• [Problem description]
Only an exact copy of the listing below will do.

• [Exercise data]
——

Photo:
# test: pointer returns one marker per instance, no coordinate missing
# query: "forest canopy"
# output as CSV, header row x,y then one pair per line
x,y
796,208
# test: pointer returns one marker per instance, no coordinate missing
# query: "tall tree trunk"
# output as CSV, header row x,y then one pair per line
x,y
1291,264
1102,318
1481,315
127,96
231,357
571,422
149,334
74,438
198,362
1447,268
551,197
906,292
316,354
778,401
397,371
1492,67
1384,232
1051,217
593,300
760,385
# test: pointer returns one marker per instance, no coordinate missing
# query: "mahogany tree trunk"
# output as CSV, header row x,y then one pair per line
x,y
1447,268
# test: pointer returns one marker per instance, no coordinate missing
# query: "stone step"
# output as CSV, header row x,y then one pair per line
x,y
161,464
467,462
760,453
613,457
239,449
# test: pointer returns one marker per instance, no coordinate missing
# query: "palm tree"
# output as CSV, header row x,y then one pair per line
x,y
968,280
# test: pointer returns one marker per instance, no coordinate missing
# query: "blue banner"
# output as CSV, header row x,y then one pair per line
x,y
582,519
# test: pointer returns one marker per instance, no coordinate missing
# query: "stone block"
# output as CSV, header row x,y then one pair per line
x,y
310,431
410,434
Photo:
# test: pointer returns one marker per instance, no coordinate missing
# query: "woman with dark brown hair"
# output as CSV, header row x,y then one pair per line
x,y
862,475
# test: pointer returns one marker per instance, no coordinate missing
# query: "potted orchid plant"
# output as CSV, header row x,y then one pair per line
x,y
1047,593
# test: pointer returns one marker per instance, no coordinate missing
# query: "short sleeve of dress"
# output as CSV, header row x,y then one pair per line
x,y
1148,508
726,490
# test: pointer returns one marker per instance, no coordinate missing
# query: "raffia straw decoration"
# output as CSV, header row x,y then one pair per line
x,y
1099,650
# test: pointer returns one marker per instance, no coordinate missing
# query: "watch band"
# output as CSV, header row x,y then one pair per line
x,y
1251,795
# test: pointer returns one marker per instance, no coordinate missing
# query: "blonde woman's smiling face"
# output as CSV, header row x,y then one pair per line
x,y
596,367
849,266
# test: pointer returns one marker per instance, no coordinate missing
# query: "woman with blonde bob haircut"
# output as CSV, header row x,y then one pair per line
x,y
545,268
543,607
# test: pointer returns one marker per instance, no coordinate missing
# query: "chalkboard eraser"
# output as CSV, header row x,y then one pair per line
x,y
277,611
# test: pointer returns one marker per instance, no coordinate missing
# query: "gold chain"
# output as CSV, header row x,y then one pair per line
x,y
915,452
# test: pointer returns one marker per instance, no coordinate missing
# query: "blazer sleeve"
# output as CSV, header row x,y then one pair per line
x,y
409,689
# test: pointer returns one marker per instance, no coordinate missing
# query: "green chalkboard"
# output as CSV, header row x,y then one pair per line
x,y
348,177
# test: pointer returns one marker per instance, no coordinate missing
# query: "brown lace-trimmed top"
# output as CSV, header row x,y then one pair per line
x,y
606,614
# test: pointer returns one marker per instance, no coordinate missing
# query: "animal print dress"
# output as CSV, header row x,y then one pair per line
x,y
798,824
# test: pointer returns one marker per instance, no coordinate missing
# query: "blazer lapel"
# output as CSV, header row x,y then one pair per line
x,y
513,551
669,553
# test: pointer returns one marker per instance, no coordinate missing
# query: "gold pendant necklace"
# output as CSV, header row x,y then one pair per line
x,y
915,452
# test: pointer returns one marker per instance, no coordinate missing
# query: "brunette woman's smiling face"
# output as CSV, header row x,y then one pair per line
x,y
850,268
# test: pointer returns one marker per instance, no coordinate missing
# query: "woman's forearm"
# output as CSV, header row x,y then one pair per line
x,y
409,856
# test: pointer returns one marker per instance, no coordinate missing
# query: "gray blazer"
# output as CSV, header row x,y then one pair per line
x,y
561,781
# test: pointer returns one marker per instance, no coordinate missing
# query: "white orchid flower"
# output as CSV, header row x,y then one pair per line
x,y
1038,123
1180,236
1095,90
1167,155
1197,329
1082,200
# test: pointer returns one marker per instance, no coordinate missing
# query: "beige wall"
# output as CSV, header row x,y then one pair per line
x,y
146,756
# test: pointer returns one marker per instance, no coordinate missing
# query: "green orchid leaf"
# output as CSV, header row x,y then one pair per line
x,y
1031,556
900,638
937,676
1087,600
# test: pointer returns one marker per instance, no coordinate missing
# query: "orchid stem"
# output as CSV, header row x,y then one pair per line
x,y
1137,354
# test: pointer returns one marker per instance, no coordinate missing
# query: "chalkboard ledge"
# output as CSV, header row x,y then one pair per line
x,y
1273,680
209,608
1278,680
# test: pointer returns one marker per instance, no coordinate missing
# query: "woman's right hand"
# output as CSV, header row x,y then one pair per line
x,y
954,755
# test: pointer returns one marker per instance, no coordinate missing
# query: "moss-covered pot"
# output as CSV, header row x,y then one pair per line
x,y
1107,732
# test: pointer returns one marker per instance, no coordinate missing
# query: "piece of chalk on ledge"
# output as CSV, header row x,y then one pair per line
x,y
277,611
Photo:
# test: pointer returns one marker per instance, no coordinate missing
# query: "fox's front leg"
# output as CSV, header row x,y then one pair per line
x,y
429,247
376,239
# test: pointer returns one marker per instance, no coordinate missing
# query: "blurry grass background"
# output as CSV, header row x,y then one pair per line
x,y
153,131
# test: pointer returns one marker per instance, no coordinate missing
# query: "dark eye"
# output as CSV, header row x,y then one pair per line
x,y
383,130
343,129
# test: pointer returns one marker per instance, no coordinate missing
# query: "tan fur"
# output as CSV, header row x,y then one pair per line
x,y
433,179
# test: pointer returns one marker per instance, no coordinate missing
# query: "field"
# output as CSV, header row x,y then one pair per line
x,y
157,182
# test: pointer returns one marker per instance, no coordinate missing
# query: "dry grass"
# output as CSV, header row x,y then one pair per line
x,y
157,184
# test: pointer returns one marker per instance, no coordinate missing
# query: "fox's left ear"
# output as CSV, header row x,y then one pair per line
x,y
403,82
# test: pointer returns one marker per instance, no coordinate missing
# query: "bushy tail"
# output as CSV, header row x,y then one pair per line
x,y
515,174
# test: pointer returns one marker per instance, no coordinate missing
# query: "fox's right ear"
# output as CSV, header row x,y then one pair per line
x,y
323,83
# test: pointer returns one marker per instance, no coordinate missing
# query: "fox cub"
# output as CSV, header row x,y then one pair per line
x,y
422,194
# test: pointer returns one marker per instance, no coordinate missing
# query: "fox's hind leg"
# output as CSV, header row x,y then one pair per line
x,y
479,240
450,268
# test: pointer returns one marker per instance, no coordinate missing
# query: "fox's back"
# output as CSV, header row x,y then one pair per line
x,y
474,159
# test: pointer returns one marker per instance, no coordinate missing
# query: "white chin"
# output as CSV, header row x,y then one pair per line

——

• [Response to the exercise]
Photo:
# test: pointer returns one marker per instance, no coordinate missing
# query: "forest canopy"
# output as CSV, header row x,y then one pair per line
x,y
796,208
# test: pointer returns one marker per instance, no coordinate missing
# query: "tall tree trunk"
# output as CSV, header row x,y then one pair per line
x,y
1291,264
1102,318
1481,315
127,96
231,357
571,422
149,334
74,438
198,362
1447,268
551,197
906,292
316,354
778,401
397,371
1492,67
1384,232
1051,217
593,300
760,385
# test: pointer returns one marker per instance, no coordinate missing
# query: "mahogany tree trunk"
# output as CSV, header row x,y then one pair per line
x,y
1447,268
# test: pointer returns one marker per instance, no coordinate missing
# query: "stone step"
# output as CSV, header row x,y then one pair per line
x,y
161,464
467,462
760,453
613,457
239,449
# test: pointer returns one marker per instance, no coordinate missing
# query: "palm tree"
# output as CSV, header row x,y then one pair per line
x,y
968,280
# test: pointer returns one marker per instance, no coordinate missing
# query: "blue banner"
# output as CSV, header row x,y then one pair per line
x,y
582,519
# test: pointer returns one marker per instance, no coordinate missing
# query: "stone block"
# output as CSV, header row x,y then one pair per line
x,y
310,431
410,434
Photo:
# test: pointer returns one marker per instance, no coordinate missing
# query: "woman with dark brown hair"
# output as CSV, header row x,y then one pair per line
x,y
862,475
# test: pointer returns one marker per instance, no coordinate missing
# query: "potted orchid plant"
# output as CSV, header row x,y then one pair per line
x,y
1047,593
# test: pointer returns one marker per instance, no coordinate missing
# query: "short sleeve of dress"
# output as CSV, header row x,y then one pair per line
x,y
1148,508
726,490
# test: pointer returns one marker per instance, no coordinate missing
# query: "raffia straw decoration"
# output as CSV, header row x,y then one pair per line
x,y
1099,650
# test: pointer returns one marker per instance, no coordinate missing
# query: "watch band"
# output as CSV, header row x,y then one pair per line
x,y
1251,795
# test: pointer returns one marker per instance, no coordinate missing
# query: "blonde woman's smiling face"
# output as CSV, header row x,y then one pair per line
x,y
596,367
849,266
# test: pointer returns one marker per instance, no coordinate missing
# query: "woman with blonde bob haircut"
# output as CSV, header row x,y then one pair per line
x,y
545,268
543,607
# test: pointer returns one marker per instance, no coordinate missing
# query: "chalkboard eraser"
# output as CSV, header row x,y then one pair per line
x,y
277,611
# test: pointer returns one marker per instance, no coordinate missing
# query: "gold chain"
# output as CSV, header row x,y then one pair per line
x,y
915,452
# test: pointer returns one marker per instance, no coordinate missing
# query: "blazer sleeve"
# output as CSV, header row x,y then one pair per line
x,y
409,689
# test: pointer returns one marker per instance, no coordinate missing
# query: "green chalkboard"
# output as CSV, header row x,y then one pair per line
x,y
348,177
# test: pointer returns one marker per instance, no coordinate missing
# query: "brown lace-trimmed top"
# output as CSV, header row x,y then one pair per line
x,y
606,614
# test: pointer returns one marker per instance, no coordinate missing
# query: "animal print dress"
# output as CSV, header row x,y then one pair per line
x,y
798,824
# test: pointer returns one marker per instance, no coordinate missing
# query: "blazer lapel"
# output as CSV, header row x,y then one pair per line
x,y
513,551
669,553
# test: pointer returns one marker per instance, no coordinate missing
# query: "gold pendant necklace"
# output as CSV, header row x,y then one pair per line
x,y
915,452
# test: pointer returns one marker per instance, no coordinate missing
# query: "brunette woman's smiling face"
# output as CSV, header row x,y then one pair per line
x,y
850,268
# test: pointer returns one marker per instance, no coordinate missing
# query: "woman's forearm"
# output as CSV, header row x,y then one pair per line
x,y
409,856
# test: pointer returns one marker per instance, no coordinate missing
# query: "gray blazer"
# output as CSV, header row x,y then one pair per line
x,y
561,781
# test: pointer returns one marker per instance, no coordinate missing
# query: "white orchid flower"
# output as CSV, header row x,y then one pair per line
x,y
1038,123
1180,236
1095,90
1167,155
1197,329
1082,200
# test: pointer returns one marker per instance, no coordinate missing
# query: "beige wall"
# output as CSV, header row x,y then one pair per line
x,y
146,756
# test: pointer returns one marker per instance, no coordinate missing
# query: "green orchid leaf"
# output as CSV, header row x,y then one pair per line
x,y
1031,556
900,638
937,676
1087,600
# test: pointer returns one marker per instance, no coordinate missing
# query: "orchid stem"
# output as CSV, header row x,y then one pair per line
x,y
1137,354
# test: pointer returns one marker per instance, no coordinate missing
# query: "chalkboard ledge"
# output as CSV, header row x,y then one pair per line
x,y
1273,680
209,608
1278,680
# test: pointer returns one marker per instance, no coordinate missing
# query: "woman's right hand"
# output as CSV, header row x,y then one pair per line
x,y
954,755
# test: pointer returns one marker per instance, no coordinate missing
# query: "moss-covered pot"
# output as CSV, header row x,y then one pair per line
x,y
1107,732
# test: pointer returns one marker per instance, no coordinate missing
# query: "piece of chalk on ledge"
# output as CSV, header row x,y then one pair per line
x,y
277,611
Photo:
# test: pointer returns one marker per instance, no coordinate missing
# query: "fox's front leg"
# output as CSV, header row x,y then one pair per line
x,y
429,247
376,239
# test: pointer returns one marker per instance, no coordinate missing
# query: "blurry grass background"
# output as CSV, header row x,y then one pair per line
x,y
153,131
# test: pointer returns one marker per instance, no coordinate missing
# query: "dark eye"
# output as CSV, header row x,y then one pair per line
x,y
383,130
343,129
# test: pointer returns one marker per instance, no coordinate missing
# query: "tan fur"
# output as CSV, header row x,y then one pair per line
x,y
433,179
# test: pointer returns one marker per instance, no coordinate missing
# query: "field"
# output as CSV, header row x,y then one pair per line
x,y
157,182
# test: pointer returns one marker per instance, no coordinate missing
# query: "dry grass"
# output as CSV, header row x,y then one pair per line
x,y
157,184
# test: pointer returns one marker per instance, no coordinate missing
# query: "fox's left ear"
# output as CSV, header row x,y then one pair per line
x,y
403,82
# test: pointer returns one marker per instance, no coordinate missing
# query: "bushy tail"
# output as CSV, header row x,y then one pair per line
x,y
515,174
# test: pointer returns one marker per instance, no coordinate missing
# query: "fox's right ear"
# output as CSV, header row x,y then one pair per line
x,y
323,83
# test: pointer returns one marker per instance, no coordinate missing
# query: "fox cub"
# output as CSV, header row x,y then one pair per line
x,y
422,194
# test: pointer returns one marker per instance, no coordinate missing
# query: "fox's hind leg"
# output as CSV, header row x,y then one pair per line
x,y
479,240
450,268
# test: pointer returns one marker per instance, no coordinate missing
# query: "fox's back"
# output as CSV, header row x,y then one pair per line
x,y
474,159
# test: pointer returns one marker per instance, no coordinate missing
# query: "white chin"
# output as CSV, header row x,y then one pair per line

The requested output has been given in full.